►

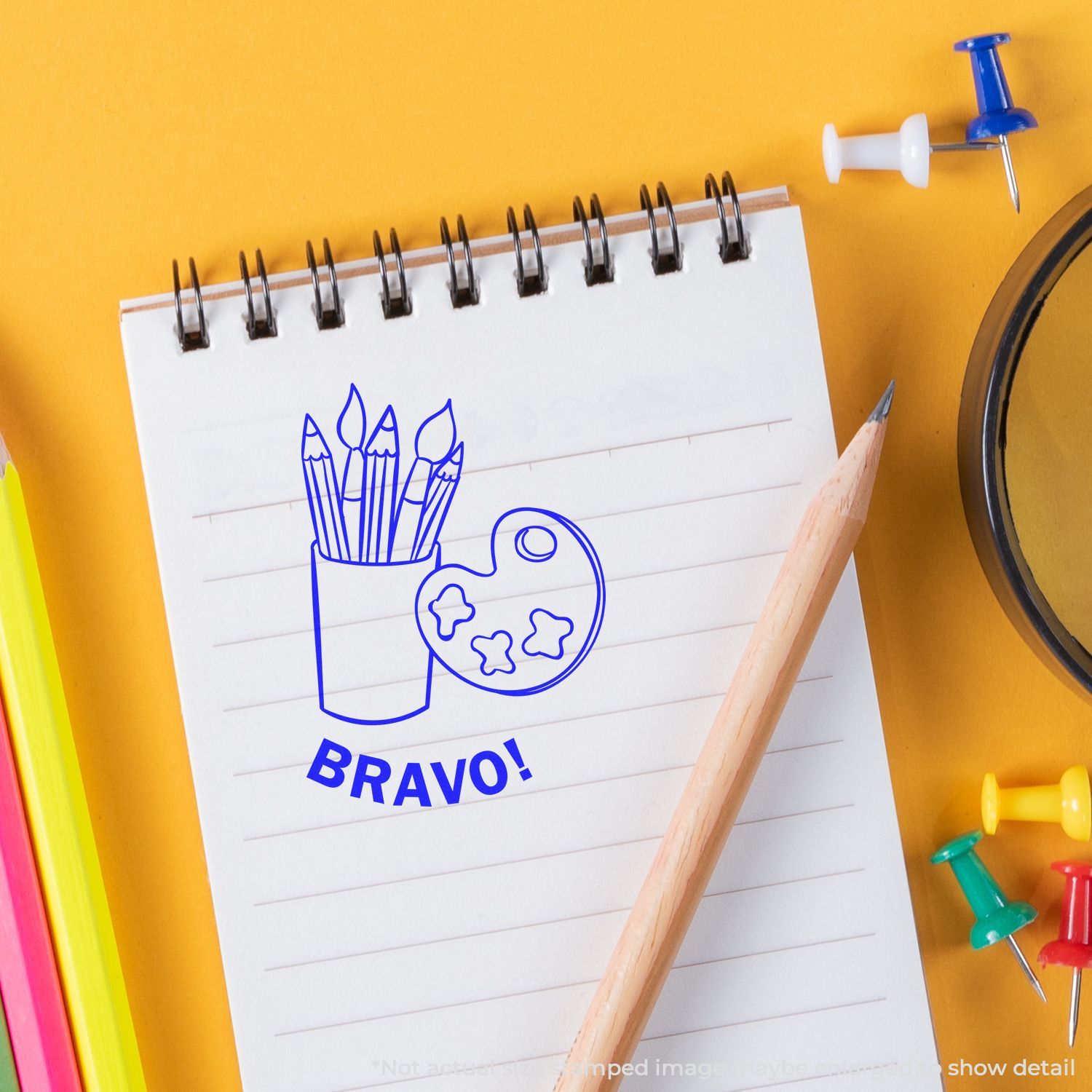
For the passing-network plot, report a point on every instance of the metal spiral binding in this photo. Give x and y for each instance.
(732, 250)
(528, 284)
(602, 271)
(190, 339)
(334, 316)
(670, 261)
(531, 279)
(461, 295)
(395, 307)
(264, 327)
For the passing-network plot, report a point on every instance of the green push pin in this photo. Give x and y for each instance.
(997, 917)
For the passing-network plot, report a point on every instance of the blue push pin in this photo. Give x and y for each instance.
(997, 116)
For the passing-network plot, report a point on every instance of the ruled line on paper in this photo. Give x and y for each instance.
(569, 985)
(548, 724)
(505, 598)
(582, 520)
(515, 727)
(529, 463)
(814, 1077)
(497, 864)
(561, 1055)
(515, 796)
(312, 696)
(556, 921)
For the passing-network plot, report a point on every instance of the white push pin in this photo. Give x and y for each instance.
(906, 151)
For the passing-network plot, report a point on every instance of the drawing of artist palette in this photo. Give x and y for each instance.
(530, 620)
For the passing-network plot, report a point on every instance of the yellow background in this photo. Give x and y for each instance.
(131, 133)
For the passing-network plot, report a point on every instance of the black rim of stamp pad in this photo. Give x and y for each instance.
(982, 437)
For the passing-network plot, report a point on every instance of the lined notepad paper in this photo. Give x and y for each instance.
(683, 422)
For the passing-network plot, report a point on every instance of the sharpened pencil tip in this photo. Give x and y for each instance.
(884, 406)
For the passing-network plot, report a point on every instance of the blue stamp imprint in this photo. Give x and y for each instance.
(384, 609)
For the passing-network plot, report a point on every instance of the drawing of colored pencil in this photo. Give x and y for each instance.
(323, 494)
(37, 1024)
(57, 812)
(381, 462)
(432, 445)
(352, 430)
(441, 491)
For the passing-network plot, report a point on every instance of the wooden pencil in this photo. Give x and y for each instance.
(57, 812)
(737, 740)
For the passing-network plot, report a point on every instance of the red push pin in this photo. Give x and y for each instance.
(1074, 946)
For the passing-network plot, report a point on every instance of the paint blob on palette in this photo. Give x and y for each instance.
(526, 620)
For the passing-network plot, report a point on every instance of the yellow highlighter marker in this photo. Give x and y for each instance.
(57, 812)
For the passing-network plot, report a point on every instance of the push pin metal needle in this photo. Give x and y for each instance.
(996, 919)
(1074, 946)
(997, 116)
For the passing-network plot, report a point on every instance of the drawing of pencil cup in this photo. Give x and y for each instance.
(373, 663)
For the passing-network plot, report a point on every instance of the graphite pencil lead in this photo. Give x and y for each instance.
(884, 406)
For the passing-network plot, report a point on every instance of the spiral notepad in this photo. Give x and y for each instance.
(459, 548)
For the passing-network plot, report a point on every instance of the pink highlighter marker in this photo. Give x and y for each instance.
(33, 1002)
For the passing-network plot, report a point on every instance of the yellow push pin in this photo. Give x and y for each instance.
(1069, 803)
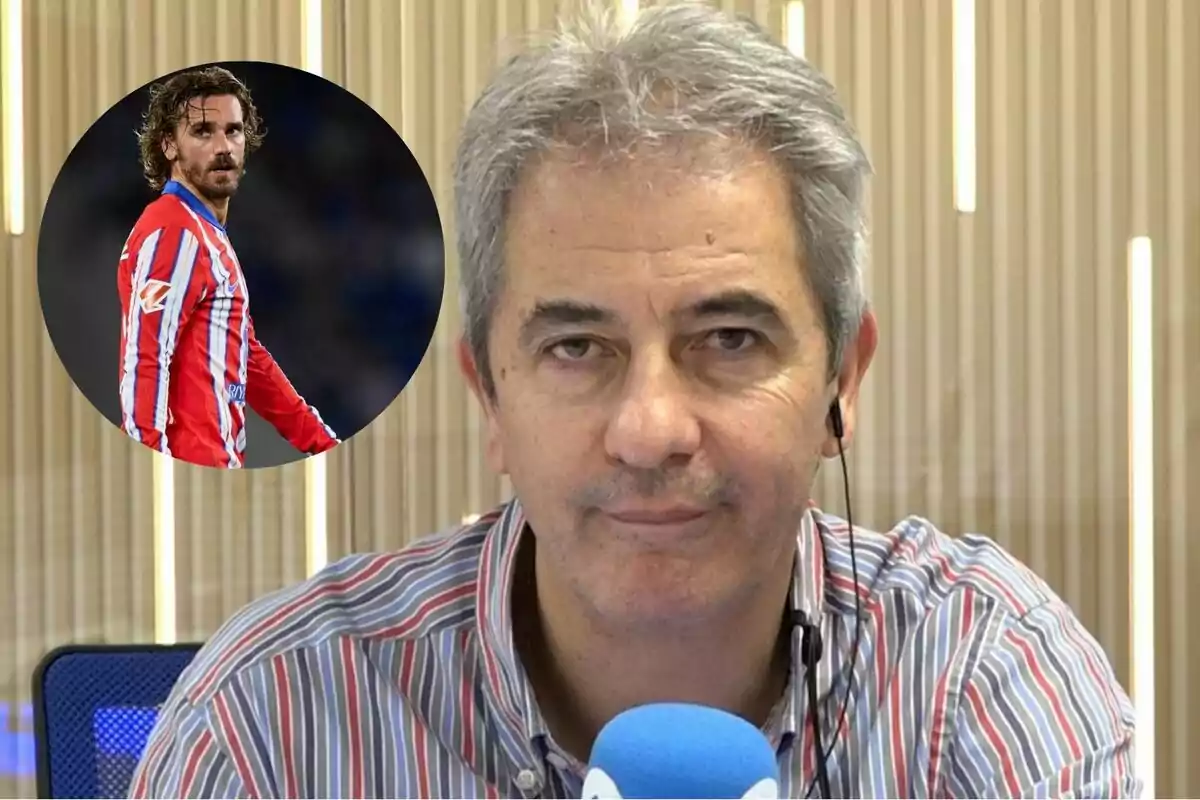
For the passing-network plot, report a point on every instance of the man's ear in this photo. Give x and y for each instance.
(471, 373)
(850, 379)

◄

Give back every record above exactly as written, skipping each picture.

▶ **Task response**
For the passing-network plot, report a point on every instance of the metal spiral binding in this photo. Give x and y for each instance.
(732, 250)
(528, 284)
(602, 271)
(190, 339)
(334, 316)
(670, 261)
(531, 279)
(461, 295)
(395, 307)
(264, 327)
For the passing-network plot, report a point on every instance of the green push pin in this photo. Give x and y for each instance.
(997, 917)
For the passing-network plot, report a point on every instance of the blue push pin in this photo. Give x and y for each instance.
(997, 116)
For the passing-network plot, report a point on every instance of the ruled line on paper in this photo. Give x and y for each instance.
(569, 985)
(548, 724)
(505, 598)
(582, 520)
(515, 727)
(529, 463)
(814, 1077)
(497, 864)
(561, 1055)
(515, 796)
(312, 696)
(556, 921)
For the passing-network plot, report a point on every instance of the white push pin in this photo. Give x and y for each instance.
(906, 151)
For the passing-network plot, report a point on every instance of the drawing of artist palette in this photo. Give x and y for each instance.
(530, 620)
For the passing-network plot, report a point on every instance of the yellow background in this photo. Give x and y for each instance.
(131, 133)
For the passing-network plot, report a point on every instance of the black rim of stamp pad in this photo. Give x and y for each instance.
(982, 437)
For the passing-network plot, report a point on every instance of the lined notepad paper in this photo. Give x and y for each instance.
(683, 422)
For the passing-network plot, report a point on every instance of the sharpened pencil tip in this photo. Give x and y for each instance.
(884, 406)
For the passing-network plot, report a point on every instance of the blue stamp imprint in this photo. Give x and y for each instance.
(384, 609)
For the passing-network plot, report a point on every instance of the drawing of colored pencil in this photo. Give x and y for each instance.
(323, 494)
(37, 1024)
(57, 812)
(381, 462)
(432, 445)
(352, 430)
(441, 491)
For the passing-network plot, report a point on every instance of the wooden pencil in this photo. Give x and y for each instance.
(57, 812)
(737, 740)
For the passing-network plot, report a point on every instance of the red push pin in this photo. Give x and y for each instance.
(1074, 946)
For the passing-network plot, report a point on every instance of the paint blob on palette in this photo. Give x and y for each instance.
(526, 620)
For the passing-network plot, report a point on every instance of the yellow highlighter marker in this photo. Give x and y for each instance.
(57, 812)
For the passing-network plot, report a point on every instance of the push pin metal needle in this photo. Give x and y for each instance.
(996, 919)
(1074, 946)
(997, 116)
For the passing-network plot, report a point on every instance of the drawing of pencil cup in this photo. Give x and y for each instance.
(373, 663)
For the passing-network plot, report a point on every instance of the graphite pencil lead in this photo. Give x and y for each instance.
(884, 406)
For the passing-network plot, report a point on every instance of the spiral notepad in this photo. Give x and y for each instance.
(459, 548)
For the passing-network plot, report a point on every instance of the pink highlighter marker in this photo. Give x and y for each instance.
(33, 1002)
For the passing-network plot, report a point on every instance of the yellow push pin in this photo. Give x and y for each instance.
(1069, 803)
For the passing-network plot, report a point on every instance of the man's ear in this photo. Give x and y for each instance.
(471, 373)
(850, 379)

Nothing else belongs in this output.